Task objective:
Everything from the line with "the dark window" through the last line of the records below should be copied exactly, both ends included.

──────── Data lines

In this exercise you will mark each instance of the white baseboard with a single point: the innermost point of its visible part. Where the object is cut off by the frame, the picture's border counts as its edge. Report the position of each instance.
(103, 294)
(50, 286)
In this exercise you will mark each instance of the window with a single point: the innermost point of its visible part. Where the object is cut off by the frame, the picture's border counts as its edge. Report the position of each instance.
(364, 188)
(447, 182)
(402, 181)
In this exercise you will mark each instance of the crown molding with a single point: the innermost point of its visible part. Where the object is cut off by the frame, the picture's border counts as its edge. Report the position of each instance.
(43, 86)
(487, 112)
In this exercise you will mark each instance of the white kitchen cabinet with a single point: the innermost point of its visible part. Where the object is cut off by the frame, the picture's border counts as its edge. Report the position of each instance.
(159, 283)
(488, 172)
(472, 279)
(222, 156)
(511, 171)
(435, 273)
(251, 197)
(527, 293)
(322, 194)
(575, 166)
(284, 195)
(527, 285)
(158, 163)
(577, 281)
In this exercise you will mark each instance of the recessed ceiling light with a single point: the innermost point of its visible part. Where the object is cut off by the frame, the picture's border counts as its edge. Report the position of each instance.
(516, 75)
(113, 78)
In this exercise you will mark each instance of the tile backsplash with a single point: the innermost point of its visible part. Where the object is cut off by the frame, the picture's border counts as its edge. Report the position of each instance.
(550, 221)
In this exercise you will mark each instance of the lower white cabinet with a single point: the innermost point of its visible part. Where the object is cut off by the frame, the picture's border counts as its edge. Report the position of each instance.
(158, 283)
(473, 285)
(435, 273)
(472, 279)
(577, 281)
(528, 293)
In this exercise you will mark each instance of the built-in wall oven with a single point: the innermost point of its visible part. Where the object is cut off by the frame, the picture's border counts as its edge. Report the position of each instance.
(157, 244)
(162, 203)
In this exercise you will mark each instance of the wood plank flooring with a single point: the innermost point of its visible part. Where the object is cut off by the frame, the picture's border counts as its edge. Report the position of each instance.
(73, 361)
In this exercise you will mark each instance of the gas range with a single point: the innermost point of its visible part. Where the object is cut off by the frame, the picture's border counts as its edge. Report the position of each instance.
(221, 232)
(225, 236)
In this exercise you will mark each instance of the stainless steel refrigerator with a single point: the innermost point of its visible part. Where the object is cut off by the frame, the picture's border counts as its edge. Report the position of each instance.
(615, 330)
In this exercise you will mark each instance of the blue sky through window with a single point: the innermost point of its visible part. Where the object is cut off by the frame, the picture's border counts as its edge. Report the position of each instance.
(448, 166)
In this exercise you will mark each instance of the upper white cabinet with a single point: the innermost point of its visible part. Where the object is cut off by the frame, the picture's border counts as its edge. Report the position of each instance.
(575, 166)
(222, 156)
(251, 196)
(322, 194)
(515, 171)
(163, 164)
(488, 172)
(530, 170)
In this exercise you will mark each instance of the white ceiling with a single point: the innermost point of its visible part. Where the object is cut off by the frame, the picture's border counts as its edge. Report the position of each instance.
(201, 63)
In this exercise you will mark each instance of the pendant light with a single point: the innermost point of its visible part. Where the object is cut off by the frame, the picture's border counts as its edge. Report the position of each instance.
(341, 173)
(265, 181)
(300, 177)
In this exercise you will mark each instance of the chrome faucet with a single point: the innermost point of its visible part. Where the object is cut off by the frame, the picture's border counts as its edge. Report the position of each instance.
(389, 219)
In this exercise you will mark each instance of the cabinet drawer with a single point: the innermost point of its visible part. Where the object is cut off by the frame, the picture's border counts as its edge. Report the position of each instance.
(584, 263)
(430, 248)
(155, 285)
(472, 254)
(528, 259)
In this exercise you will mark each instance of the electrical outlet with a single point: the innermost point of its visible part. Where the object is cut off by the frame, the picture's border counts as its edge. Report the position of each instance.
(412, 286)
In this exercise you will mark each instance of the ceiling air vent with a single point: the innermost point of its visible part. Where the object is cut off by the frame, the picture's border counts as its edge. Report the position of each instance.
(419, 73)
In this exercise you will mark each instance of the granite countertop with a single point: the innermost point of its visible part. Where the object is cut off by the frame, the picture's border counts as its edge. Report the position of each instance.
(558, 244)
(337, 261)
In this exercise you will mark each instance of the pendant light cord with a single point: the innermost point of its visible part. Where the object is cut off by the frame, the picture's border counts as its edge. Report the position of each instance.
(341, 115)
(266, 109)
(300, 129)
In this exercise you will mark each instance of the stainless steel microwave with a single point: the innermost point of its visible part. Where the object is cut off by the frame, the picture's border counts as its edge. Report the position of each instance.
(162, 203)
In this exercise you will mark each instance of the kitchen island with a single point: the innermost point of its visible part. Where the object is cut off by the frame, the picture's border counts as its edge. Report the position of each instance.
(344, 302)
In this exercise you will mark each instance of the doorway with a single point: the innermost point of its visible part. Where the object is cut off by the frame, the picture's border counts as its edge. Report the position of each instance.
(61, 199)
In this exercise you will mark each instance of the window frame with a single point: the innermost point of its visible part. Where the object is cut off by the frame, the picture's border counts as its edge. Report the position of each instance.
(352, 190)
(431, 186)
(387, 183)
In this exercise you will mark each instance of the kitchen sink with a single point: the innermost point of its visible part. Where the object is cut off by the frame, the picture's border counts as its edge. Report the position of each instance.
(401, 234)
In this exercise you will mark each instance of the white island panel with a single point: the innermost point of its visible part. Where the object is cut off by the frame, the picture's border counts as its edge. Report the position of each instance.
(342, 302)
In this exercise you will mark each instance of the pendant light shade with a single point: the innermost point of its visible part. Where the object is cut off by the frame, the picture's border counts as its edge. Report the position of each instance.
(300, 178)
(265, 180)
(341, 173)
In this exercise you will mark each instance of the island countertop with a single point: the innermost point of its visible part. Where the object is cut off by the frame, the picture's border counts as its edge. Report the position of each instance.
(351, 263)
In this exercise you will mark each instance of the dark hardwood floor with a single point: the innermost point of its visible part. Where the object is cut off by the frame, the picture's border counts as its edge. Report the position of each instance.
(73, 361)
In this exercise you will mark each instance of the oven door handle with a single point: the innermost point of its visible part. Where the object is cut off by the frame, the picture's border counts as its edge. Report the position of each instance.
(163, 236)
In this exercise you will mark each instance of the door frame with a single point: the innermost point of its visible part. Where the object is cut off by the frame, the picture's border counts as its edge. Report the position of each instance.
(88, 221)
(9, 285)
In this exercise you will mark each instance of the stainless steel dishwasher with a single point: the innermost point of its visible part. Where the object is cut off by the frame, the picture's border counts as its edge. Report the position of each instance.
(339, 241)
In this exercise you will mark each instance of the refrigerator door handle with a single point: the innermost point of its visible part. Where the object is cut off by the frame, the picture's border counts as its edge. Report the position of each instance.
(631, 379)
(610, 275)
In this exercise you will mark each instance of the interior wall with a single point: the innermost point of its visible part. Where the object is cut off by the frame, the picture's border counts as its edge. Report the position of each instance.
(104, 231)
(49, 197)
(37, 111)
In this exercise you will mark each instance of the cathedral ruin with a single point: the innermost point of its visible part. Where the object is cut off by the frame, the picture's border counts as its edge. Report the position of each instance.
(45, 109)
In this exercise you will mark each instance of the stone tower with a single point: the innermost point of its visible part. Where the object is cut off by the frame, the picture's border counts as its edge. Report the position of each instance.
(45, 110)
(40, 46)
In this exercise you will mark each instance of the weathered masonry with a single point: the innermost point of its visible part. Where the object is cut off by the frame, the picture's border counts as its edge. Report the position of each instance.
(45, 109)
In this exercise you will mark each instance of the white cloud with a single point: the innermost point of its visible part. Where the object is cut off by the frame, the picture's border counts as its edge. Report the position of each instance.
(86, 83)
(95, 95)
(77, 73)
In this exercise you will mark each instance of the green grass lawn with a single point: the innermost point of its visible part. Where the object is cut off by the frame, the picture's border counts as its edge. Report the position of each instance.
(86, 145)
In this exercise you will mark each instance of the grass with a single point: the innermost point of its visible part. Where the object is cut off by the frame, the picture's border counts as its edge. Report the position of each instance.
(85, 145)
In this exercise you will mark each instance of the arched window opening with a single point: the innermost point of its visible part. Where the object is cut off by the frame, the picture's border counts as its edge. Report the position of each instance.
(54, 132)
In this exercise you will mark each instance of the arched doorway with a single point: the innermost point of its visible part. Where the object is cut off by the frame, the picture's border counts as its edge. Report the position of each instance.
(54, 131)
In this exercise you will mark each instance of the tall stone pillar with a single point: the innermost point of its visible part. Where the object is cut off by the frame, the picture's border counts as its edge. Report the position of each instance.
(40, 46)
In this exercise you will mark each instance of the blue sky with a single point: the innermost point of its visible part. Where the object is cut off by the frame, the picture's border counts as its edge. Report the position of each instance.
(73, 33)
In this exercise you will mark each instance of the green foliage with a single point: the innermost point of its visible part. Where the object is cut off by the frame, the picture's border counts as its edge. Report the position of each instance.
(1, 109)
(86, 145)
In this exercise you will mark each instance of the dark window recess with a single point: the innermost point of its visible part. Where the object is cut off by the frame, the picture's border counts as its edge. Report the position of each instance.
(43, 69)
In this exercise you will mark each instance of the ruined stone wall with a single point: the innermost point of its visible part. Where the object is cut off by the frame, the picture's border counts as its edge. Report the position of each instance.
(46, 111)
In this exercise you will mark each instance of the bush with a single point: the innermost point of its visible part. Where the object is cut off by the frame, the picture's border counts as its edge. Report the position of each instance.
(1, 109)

────────────────

Exercise answer:
In this exercise you will mark each instance of the dark window recess with a single point: the innermost point of its visible part. Where the object is cut off by the frame, the picture's border counts as its edge. Report the position of each instance.
(43, 69)
In this exercise you will mark each instance of the ruined stone wall with a single point: the innermost point of its visible part. Where the object is cut off by the frame, the picture's border counts as its edge. Report the position of each instance.
(46, 111)
In this exercise you will mark each instance of the bush with a single point: the innermost point of its visible part. Where the object is cut off by the frame, the picture's border counts as its edge. Report the position of each instance.
(1, 109)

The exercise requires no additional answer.